» **EXERCISE DETAILS**: In the records below, how many lines hold the string "hair"? Give only the number.

» **Image-grounded pointing data**:
○ ○ ○

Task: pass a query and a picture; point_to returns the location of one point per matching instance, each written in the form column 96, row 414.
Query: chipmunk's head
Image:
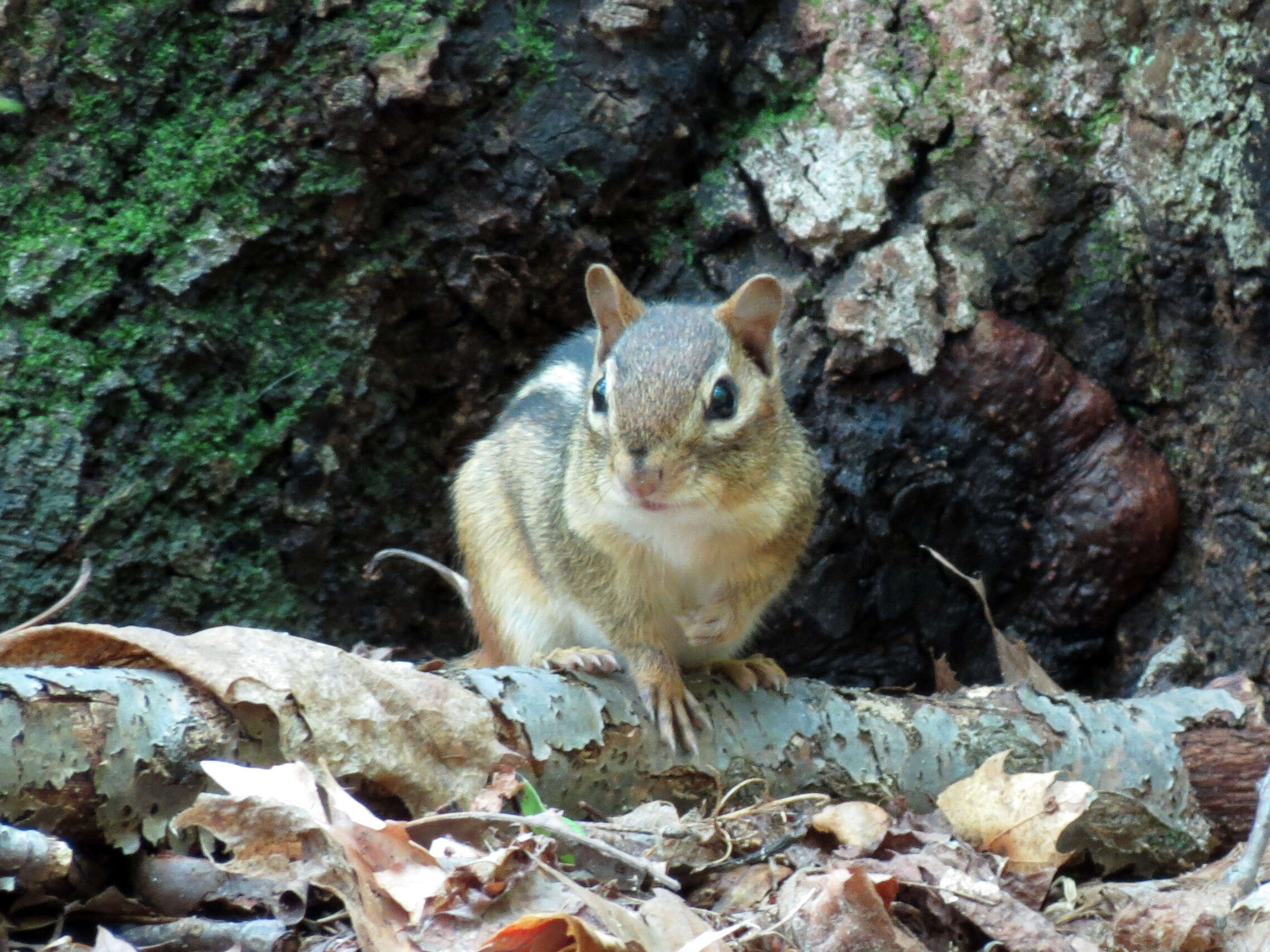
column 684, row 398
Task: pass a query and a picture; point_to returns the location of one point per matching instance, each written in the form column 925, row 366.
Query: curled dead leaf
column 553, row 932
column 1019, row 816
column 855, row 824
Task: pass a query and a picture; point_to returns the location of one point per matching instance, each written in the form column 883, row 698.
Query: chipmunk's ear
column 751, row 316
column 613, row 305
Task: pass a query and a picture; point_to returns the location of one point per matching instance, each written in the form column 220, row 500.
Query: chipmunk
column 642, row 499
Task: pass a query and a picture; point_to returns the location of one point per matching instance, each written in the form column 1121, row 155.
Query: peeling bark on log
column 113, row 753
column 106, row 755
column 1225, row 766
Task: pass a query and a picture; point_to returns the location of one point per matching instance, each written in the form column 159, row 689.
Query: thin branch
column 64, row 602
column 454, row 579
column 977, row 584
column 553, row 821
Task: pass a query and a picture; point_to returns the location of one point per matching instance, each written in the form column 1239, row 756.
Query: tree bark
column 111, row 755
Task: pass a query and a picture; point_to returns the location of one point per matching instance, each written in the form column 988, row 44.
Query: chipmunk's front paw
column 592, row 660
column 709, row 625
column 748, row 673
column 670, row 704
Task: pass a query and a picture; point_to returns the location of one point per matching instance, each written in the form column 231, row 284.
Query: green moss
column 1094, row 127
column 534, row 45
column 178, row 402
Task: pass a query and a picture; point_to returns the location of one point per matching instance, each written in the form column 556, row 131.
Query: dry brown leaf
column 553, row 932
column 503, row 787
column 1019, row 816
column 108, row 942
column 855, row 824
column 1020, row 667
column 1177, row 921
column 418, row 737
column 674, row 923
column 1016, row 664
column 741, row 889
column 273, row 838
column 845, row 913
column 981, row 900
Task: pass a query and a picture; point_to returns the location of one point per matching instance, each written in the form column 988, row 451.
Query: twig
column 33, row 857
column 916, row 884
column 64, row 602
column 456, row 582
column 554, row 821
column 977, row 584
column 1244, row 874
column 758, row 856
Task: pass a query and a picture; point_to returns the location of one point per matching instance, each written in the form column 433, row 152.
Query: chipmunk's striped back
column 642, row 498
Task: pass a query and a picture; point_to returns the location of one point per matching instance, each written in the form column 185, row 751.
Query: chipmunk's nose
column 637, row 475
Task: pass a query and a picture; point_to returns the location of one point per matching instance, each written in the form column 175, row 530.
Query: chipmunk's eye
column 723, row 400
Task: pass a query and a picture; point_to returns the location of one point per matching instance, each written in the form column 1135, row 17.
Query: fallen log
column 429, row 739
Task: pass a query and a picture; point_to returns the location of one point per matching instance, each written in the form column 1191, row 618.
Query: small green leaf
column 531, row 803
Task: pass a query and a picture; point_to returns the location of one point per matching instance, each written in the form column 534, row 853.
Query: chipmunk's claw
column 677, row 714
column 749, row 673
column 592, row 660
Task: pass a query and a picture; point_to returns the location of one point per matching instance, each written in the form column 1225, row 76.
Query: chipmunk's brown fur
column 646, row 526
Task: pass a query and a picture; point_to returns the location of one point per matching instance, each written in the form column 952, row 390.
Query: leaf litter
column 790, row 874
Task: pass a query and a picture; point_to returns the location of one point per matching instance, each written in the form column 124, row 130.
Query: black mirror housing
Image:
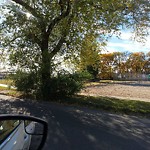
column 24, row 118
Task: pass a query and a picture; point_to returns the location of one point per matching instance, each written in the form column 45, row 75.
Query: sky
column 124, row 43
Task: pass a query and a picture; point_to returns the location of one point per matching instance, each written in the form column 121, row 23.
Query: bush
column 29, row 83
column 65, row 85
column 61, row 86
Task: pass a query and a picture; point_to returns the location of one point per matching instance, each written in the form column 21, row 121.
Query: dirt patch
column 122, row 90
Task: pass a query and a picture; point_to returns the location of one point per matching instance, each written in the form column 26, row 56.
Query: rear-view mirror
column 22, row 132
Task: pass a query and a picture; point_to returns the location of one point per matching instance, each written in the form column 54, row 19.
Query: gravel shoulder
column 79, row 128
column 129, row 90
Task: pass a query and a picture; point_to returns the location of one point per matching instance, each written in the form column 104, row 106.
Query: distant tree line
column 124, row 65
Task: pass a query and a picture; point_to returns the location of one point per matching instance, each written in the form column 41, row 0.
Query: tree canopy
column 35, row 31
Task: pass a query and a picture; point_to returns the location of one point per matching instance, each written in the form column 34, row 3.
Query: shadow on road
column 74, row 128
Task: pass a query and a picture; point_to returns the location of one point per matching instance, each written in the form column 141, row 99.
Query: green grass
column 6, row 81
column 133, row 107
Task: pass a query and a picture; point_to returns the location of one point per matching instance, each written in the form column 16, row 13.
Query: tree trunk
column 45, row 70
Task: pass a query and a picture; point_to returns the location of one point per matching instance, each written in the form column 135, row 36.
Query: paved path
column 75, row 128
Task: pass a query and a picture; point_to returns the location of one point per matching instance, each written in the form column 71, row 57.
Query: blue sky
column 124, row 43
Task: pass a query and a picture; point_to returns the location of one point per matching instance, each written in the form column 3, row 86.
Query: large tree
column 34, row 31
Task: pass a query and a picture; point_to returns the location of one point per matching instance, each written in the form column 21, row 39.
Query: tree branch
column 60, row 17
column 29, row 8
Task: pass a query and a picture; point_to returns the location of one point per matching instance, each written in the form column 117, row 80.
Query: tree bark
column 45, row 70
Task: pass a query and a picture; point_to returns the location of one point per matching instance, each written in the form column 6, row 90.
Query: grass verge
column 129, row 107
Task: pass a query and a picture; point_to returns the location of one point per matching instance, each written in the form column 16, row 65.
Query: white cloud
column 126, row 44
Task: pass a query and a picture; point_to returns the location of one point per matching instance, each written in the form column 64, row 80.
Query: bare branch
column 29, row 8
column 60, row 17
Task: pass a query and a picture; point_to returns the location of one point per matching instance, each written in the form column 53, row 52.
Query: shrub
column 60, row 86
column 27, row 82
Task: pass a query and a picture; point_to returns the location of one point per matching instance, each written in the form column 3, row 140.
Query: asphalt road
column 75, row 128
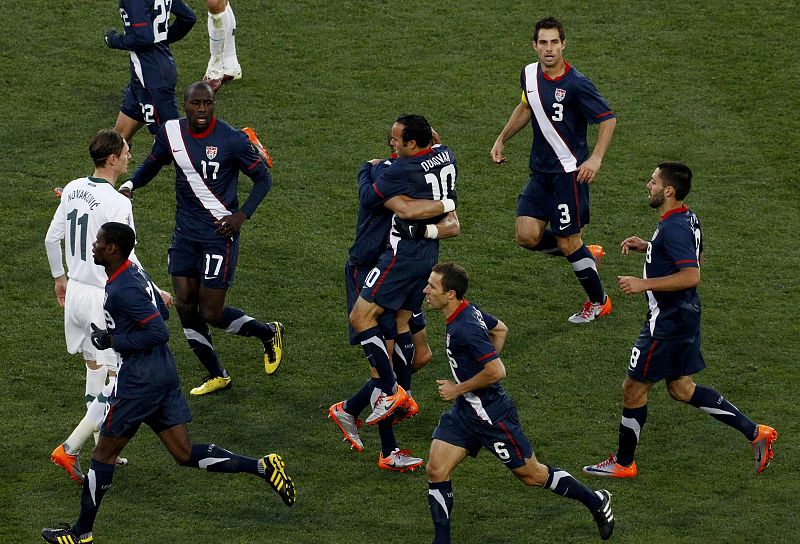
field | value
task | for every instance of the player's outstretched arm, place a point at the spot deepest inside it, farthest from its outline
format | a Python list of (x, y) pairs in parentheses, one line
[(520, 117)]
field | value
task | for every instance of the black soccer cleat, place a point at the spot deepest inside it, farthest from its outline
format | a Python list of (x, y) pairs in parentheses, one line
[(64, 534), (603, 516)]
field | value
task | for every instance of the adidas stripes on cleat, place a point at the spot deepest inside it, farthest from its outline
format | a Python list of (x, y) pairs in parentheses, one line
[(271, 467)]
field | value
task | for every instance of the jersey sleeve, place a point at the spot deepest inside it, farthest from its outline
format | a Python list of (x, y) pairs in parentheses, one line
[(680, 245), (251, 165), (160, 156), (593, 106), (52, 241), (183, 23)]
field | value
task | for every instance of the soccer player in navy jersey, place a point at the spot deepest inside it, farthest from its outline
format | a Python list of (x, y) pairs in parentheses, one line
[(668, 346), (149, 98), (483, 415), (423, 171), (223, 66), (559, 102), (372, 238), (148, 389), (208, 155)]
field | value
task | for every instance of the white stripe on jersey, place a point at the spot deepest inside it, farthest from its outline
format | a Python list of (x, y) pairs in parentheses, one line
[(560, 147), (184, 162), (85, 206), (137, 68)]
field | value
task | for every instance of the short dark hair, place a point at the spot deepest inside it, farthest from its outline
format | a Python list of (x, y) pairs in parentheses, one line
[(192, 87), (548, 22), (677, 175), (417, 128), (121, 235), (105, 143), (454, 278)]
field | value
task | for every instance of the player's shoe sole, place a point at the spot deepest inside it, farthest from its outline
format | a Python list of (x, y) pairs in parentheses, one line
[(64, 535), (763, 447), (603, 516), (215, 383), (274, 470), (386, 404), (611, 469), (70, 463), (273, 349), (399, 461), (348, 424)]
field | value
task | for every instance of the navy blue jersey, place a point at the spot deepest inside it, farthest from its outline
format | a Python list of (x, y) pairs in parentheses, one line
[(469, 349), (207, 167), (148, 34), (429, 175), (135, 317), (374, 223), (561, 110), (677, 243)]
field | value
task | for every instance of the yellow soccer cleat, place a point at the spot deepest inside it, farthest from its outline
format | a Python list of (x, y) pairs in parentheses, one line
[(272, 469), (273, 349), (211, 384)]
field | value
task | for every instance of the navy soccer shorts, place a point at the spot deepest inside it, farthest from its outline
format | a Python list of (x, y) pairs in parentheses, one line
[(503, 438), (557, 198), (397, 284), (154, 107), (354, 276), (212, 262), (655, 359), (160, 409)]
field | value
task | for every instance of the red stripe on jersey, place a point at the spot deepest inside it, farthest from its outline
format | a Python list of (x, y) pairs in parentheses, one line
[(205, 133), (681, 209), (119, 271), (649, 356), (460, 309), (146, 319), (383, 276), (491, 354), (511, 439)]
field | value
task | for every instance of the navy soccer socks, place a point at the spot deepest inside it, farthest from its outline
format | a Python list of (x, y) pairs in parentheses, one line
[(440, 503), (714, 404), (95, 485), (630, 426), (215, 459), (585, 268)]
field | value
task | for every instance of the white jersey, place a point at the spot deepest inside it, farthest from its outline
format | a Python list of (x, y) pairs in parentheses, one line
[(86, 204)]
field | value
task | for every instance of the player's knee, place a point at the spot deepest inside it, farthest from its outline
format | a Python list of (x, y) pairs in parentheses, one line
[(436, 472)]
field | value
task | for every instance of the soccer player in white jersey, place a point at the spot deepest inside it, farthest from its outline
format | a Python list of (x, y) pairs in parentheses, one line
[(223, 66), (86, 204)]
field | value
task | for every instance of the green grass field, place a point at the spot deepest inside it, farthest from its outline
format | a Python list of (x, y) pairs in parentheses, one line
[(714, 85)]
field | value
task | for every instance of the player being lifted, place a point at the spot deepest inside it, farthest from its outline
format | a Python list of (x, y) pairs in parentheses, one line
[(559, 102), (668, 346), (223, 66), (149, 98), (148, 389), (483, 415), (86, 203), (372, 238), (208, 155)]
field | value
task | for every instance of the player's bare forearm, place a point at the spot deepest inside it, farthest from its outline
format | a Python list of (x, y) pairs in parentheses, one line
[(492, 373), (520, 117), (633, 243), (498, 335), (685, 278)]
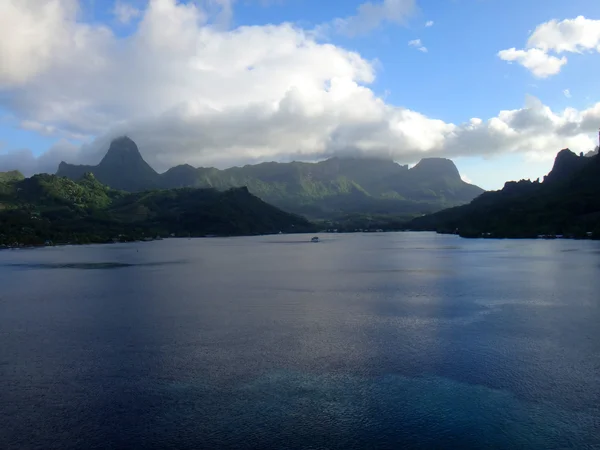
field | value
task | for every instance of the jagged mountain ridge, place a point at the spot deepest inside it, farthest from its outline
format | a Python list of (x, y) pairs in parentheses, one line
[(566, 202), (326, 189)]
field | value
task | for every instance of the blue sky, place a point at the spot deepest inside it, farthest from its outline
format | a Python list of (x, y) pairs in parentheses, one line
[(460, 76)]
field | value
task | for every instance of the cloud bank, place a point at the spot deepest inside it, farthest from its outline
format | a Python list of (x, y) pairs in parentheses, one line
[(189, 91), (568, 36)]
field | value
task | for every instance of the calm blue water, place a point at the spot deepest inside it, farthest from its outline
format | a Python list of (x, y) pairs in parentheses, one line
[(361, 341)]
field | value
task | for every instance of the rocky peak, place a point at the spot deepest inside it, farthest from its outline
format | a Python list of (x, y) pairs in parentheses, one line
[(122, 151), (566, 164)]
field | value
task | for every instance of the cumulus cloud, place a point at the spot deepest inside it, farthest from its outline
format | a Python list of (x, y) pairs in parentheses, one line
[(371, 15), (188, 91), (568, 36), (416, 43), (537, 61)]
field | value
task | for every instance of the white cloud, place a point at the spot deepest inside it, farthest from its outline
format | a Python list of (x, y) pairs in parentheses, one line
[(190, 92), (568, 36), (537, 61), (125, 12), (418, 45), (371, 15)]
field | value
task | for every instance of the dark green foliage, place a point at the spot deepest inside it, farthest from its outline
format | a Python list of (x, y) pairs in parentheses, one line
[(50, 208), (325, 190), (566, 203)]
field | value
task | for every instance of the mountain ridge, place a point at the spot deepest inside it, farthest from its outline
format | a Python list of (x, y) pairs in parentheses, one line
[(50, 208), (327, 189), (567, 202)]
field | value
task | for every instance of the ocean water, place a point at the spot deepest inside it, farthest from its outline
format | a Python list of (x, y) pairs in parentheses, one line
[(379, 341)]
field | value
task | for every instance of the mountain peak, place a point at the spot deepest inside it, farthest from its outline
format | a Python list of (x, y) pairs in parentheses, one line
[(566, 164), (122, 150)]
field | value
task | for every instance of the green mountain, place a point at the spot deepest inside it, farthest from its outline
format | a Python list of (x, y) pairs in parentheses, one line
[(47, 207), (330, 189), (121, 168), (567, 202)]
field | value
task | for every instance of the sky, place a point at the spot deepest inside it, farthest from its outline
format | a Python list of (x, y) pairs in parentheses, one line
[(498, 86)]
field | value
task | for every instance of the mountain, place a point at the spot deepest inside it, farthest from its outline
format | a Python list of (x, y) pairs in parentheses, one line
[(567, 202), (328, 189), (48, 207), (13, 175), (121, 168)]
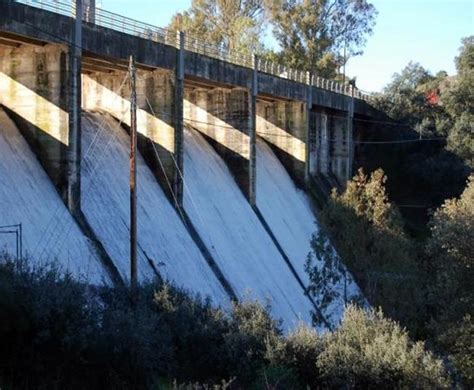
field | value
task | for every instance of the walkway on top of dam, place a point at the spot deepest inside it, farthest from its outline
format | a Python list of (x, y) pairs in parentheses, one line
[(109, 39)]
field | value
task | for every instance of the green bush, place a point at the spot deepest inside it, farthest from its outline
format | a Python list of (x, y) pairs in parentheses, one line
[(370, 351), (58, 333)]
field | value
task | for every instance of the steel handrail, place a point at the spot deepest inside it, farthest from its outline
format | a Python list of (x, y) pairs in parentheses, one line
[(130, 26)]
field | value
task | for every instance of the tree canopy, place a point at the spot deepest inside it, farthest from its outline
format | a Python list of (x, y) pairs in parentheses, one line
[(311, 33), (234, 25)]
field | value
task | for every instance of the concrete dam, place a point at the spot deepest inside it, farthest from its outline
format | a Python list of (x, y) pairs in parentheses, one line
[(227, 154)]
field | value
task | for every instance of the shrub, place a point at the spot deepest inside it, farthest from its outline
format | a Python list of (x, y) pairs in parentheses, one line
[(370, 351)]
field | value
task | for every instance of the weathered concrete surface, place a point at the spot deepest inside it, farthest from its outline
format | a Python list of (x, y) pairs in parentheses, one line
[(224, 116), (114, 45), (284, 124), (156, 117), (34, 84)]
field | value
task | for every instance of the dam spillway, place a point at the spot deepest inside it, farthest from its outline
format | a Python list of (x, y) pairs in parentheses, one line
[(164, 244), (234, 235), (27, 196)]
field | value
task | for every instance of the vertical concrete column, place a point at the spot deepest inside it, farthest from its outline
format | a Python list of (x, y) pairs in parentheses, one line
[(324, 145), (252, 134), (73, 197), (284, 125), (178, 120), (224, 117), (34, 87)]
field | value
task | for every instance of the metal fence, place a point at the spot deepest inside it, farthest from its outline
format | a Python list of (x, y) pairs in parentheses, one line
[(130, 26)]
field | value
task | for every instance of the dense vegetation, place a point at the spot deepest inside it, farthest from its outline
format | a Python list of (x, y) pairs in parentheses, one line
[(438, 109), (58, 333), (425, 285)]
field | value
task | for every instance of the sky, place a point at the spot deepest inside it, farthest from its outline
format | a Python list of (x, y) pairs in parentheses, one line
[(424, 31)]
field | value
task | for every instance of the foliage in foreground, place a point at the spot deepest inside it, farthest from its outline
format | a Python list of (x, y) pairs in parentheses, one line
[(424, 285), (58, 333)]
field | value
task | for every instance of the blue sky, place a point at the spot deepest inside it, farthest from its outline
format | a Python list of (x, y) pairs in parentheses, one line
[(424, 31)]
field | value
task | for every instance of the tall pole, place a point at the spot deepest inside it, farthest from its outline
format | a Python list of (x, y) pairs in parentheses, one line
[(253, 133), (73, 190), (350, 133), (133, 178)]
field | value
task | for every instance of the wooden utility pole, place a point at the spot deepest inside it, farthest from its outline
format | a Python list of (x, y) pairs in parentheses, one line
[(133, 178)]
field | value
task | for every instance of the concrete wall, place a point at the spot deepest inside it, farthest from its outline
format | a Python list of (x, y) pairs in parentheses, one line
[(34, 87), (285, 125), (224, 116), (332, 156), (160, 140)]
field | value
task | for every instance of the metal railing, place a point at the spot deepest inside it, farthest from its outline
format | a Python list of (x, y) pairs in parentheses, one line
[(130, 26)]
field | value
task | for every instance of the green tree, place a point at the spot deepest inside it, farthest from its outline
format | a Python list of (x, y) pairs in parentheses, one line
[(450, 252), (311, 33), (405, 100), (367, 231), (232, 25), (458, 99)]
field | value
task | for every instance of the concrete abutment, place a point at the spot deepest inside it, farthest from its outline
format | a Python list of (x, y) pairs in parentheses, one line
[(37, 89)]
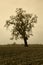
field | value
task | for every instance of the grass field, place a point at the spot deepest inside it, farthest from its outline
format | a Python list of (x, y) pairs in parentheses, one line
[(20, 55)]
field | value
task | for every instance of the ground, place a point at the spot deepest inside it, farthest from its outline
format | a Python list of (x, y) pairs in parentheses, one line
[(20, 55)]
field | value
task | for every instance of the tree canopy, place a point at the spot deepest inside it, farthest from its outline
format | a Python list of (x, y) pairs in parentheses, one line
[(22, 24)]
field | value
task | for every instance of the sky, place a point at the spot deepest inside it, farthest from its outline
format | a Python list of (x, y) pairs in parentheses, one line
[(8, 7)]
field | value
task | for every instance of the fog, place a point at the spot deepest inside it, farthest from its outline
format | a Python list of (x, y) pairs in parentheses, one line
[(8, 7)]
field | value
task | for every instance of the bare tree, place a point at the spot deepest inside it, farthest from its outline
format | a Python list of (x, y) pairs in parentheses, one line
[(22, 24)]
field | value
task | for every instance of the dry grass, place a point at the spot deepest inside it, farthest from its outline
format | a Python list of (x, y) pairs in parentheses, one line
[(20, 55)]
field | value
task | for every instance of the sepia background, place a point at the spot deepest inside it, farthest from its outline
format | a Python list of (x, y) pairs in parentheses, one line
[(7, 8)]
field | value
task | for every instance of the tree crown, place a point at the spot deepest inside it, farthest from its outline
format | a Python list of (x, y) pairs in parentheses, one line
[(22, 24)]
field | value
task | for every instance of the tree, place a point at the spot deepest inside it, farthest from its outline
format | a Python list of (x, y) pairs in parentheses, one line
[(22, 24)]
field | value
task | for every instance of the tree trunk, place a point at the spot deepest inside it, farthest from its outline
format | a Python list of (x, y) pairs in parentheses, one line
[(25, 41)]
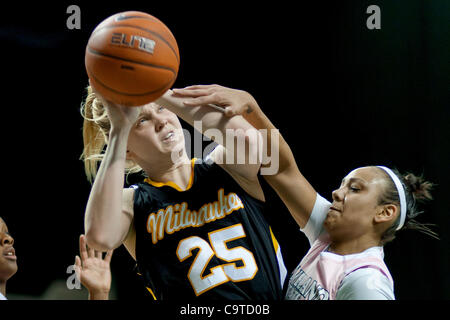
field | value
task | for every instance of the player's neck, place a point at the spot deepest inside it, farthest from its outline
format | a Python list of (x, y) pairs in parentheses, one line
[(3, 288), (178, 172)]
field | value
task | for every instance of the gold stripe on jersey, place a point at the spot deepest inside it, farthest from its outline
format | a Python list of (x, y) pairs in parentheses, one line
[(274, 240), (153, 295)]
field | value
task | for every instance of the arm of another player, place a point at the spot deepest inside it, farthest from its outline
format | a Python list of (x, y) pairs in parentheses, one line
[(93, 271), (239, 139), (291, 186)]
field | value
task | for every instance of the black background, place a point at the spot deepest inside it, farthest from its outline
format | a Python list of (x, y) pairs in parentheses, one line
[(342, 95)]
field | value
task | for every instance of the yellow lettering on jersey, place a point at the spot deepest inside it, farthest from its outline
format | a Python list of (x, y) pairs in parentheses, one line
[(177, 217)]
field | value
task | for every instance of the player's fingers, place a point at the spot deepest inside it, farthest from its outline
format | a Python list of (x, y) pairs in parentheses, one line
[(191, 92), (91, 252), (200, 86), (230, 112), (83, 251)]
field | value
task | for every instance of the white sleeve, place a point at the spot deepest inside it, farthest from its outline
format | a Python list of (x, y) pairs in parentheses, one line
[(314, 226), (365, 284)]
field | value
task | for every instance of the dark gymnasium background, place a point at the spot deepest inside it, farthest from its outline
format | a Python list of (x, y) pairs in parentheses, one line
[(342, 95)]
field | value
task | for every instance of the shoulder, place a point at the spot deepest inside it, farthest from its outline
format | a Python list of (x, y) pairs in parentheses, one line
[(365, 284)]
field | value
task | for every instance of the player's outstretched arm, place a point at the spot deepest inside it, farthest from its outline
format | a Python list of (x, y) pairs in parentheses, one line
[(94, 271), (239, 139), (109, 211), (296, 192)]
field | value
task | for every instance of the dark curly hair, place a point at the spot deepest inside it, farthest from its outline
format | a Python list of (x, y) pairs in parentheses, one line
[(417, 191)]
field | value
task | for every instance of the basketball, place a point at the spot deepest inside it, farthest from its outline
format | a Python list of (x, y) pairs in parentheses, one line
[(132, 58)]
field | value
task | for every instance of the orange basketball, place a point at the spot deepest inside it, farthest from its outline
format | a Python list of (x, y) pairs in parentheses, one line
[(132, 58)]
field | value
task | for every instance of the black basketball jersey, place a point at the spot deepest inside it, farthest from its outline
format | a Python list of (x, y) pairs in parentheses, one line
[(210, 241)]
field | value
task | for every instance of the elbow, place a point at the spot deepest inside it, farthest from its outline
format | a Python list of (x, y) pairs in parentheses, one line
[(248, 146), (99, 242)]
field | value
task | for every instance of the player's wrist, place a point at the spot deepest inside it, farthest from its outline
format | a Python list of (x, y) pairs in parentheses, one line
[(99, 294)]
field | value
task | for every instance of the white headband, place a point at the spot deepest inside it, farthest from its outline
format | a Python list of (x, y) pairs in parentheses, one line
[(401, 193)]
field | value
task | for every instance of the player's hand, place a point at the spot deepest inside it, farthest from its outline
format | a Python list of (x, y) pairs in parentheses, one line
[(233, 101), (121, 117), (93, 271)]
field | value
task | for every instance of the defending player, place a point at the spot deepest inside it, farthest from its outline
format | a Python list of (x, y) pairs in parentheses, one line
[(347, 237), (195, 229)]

○ ○ ○

» **YOUR SOLUTION**: 2